Written instruction
Write out all of the data exactly as it appears.

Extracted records
━━━━━━━━

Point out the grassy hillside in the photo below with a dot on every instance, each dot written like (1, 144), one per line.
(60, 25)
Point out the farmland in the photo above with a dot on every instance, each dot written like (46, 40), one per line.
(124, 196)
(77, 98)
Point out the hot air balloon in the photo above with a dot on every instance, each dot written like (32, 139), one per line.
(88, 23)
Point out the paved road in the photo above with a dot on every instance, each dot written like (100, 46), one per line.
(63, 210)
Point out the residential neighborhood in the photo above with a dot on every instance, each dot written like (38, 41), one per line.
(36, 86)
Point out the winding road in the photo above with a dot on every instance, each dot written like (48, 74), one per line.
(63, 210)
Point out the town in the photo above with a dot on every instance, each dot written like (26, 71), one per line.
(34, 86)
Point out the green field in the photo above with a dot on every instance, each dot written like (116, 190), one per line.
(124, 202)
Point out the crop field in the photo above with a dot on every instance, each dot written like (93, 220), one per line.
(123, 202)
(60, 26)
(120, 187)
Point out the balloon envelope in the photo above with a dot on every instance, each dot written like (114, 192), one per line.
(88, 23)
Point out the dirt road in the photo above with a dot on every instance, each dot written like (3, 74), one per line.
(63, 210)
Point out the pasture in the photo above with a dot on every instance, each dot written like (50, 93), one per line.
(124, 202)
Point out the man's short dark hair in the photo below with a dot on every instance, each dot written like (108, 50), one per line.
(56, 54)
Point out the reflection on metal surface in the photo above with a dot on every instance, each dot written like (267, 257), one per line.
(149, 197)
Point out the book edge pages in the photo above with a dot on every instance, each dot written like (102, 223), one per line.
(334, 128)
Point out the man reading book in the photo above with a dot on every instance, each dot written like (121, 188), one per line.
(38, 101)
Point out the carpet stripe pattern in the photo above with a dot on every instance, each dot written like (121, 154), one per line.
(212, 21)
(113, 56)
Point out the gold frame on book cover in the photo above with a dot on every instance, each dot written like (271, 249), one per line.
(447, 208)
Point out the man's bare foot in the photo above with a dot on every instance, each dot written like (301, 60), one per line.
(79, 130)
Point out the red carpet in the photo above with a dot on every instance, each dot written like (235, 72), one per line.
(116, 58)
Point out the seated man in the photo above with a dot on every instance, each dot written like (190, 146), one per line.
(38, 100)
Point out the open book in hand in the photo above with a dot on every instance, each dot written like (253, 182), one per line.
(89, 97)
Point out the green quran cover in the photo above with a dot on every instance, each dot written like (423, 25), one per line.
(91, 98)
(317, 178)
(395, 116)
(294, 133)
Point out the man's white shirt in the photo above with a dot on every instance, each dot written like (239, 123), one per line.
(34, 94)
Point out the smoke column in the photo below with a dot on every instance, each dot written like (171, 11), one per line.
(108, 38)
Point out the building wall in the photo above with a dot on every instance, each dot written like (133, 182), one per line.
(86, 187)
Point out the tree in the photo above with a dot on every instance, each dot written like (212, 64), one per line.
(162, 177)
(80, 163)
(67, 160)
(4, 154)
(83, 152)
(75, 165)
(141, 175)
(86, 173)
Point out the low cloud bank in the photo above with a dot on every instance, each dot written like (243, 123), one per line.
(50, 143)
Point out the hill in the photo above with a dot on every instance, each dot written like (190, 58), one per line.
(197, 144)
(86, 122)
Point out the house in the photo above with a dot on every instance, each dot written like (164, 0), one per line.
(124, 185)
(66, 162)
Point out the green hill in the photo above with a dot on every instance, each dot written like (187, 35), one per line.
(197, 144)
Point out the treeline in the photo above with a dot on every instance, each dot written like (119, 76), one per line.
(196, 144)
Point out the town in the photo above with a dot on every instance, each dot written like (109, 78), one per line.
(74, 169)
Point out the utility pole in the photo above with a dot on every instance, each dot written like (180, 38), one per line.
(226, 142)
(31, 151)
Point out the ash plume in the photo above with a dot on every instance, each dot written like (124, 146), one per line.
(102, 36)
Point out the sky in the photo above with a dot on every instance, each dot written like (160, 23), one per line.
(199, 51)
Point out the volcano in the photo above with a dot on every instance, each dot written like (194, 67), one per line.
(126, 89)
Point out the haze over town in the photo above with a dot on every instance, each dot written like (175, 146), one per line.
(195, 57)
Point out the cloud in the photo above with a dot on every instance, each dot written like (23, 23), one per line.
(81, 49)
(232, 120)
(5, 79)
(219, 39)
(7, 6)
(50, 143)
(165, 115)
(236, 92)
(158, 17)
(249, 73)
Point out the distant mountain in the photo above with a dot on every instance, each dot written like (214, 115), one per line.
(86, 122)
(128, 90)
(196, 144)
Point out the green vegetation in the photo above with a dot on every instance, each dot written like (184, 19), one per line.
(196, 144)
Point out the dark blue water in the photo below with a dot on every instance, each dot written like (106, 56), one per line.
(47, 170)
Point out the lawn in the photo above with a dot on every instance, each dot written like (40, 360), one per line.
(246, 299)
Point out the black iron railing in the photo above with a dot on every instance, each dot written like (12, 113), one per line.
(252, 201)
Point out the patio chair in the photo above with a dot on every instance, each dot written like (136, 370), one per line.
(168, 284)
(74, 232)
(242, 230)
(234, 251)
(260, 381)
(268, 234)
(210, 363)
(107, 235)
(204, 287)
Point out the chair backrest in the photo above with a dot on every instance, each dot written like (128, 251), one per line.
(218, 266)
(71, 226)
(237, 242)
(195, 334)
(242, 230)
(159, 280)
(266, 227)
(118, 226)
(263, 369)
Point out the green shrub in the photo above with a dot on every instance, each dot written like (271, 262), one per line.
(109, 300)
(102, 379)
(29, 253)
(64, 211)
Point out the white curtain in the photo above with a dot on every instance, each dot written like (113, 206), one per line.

━━━━━━━━

Task solution
Point out the grassy hillside in the photo below with a dot on every instance, each dot written like (1, 144), one per line.
(60, 25)
Point out the farmland in the photo above with a dot on every instance, each dot written like (46, 40), one per line.
(124, 196)
(77, 98)
Point out the hot air balloon in the photo above with a dot on every instance, each dot written like (32, 139), one per line.
(88, 23)
Point out the paved road in the photo above with a dot on every instance, each dot written like (100, 46), one per line.
(63, 210)
Point out the residential neighborhood in the photo above with a dot on every instance, each dot written like (38, 41), one per line.
(36, 86)
Point out the winding road in the photo above with a dot on every instance, each dot written like (48, 74), one per line.
(63, 210)
Point out the town in the photo above with a dot on every instance, each dot written like (26, 71), one per line.
(34, 86)
Point out the green field in the photo above with a dot on every instance, each dot written like (116, 190), one per line.
(124, 202)
Point out the crop field in the photo above with a dot on every instance, each dot written like (93, 220), one per line.
(123, 202)
(60, 26)
(120, 187)
Point out the balloon envelope in the photo above with a dot on every instance, each dot written like (114, 192), one per line.
(88, 23)
Point out the dirt road in the photo above with a dot on every instance, each dot written like (3, 74), one per line.
(63, 210)
Point out the pasture in the photo above with a dot on every instance, each dot written like (50, 93), one per line.
(124, 202)
Point out the man's short dark hair in the photo below with a dot on every instance, each dot written like (108, 50), one per line.
(56, 54)
Point out the reflection on metal surface in the photo above with a dot on every instance, each dot written like (267, 257), one per line.
(149, 197)
Point out the book edge pages in the photo above with a dot on every instance, each dot written like (102, 223), one per line.
(334, 128)
Point out the man reading book in the photo above with a dot on every instance, each dot written like (121, 188), one per line.
(38, 101)
Point out the carpet stripe pattern in the photo above with a dot on every instance, each dot written like (121, 154), one per line.
(212, 21)
(113, 56)
Point out the gold frame on book cover in the photo above with a dot on every instance, each dot written like (271, 249), one per line.
(447, 208)
Point out the man's bare foot in the photo above with a dot on every instance, each dot written like (301, 60), one per line.
(79, 130)
Point out the red carpet in the photo above with a dot on every instance, each dot written like (235, 72), one per line.
(116, 58)
Point out the seated man in the photo above with a dot on every instance, each dot written like (190, 146), one per line.
(38, 100)
Point out the open book in hand in the photo above with a dot on every instance, each dot written like (253, 182), one per line.
(89, 97)
Point out the green quran cover in the photo above with a dot on every instance, each dot written like (423, 25), one per line.
(91, 98)
(317, 178)
(395, 116)
(294, 133)
Point out the man's white shirt in the photo above with a dot on every instance, each dot written like (239, 123), one per line.
(34, 94)
Point out the smoke column in the photo below with a dot on every instance, each dot written like (171, 11), one per line.
(108, 38)
Point out the building wall in the photo above with a dot on every instance, each dot written like (133, 182), one per line.
(86, 187)
Point out the tree in the photo above with a dot on every instance, each dot written like (212, 64), one per line.
(162, 177)
(80, 163)
(67, 160)
(4, 154)
(83, 152)
(75, 165)
(141, 175)
(86, 173)
Point out the low cloud bank in the photo above with a dot on every instance, each dot written like (243, 123), one per line.
(50, 143)
Point out the hill in the photo above with a dot on every instance, each dot written like (190, 58), one per line.
(197, 144)
(86, 122)
Point out the house in the photo above with a dot on every instance, each dot written like (164, 0), one per line.
(124, 185)
(66, 162)
Point out the green hill in the photo above with a dot on every instance, each dot written like (187, 35), one per line.
(197, 144)
Point out the treeline in the photo above with a dot on every instance, each dot written like (119, 76), one per line.
(196, 144)
Point out the town in the photo above with a dot on every instance, each dot written like (109, 78), one per line.
(74, 169)
Point out the utility pole in the photo above with a dot on every instance, each dot written like (180, 38), one per line.
(226, 142)
(31, 151)
Point out the ash plume in the photo above with a dot on every instance, each dot written like (124, 146), one per line.
(102, 36)
Point out the sky in the photo above with a dot on every instance, each dot written like (160, 23), one per line.
(199, 51)
Point out the volcano in the photo above with a dot on every instance, each dot written like (194, 67), one per line.
(126, 89)
Point out the haze over town in the photo above with a dot on every instance, each dot written like (175, 146), one per line.
(195, 57)
Point out the cloud in the photo above with a dot on every instance, each dot written like (23, 23), one per line.
(81, 49)
(232, 120)
(5, 79)
(219, 39)
(7, 6)
(50, 143)
(165, 115)
(236, 92)
(158, 17)
(249, 73)
Point out the distant mountain in the photo above with a dot on every instance, each dot written like (214, 115), one per line.
(86, 122)
(128, 90)
(196, 144)
Point out the green vegetation in the photo above with a dot on every instance, each dot written like (184, 19), one per line.
(196, 144)
Point out the dark blue water in the photo below with a dot on every instance, each dot written like (106, 56), one per line.
(47, 170)
Point out the lawn in the photo above with a dot on every instance, each dot written like (40, 360), one per line.
(246, 299)
Point out the black iron railing in the photo above with a dot on every instance, each dot written like (12, 113), one per line.
(252, 201)
Point out the patio chair in the photo above with a dot on every instance, each dot written like (136, 370), one per line.
(168, 284)
(74, 232)
(242, 230)
(234, 251)
(260, 381)
(268, 234)
(210, 363)
(107, 235)
(204, 287)
Point out the chair backrest in the photo above with a dot on every instance, each dot written like (128, 251), one per line.
(218, 266)
(71, 226)
(237, 242)
(195, 334)
(242, 230)
(159, 280)
(266, 227)
(118, 226)
(263, 369)
Point out the green shrub in the photo above with a dot on every instance, each dot written like (271, 262), one per line.
(109, 300)
(102, 379)
(29, 253)
(64, 211)
Point out the white curtain in the photo above with a dot on every instance, each dot written like (113, 206), one per line.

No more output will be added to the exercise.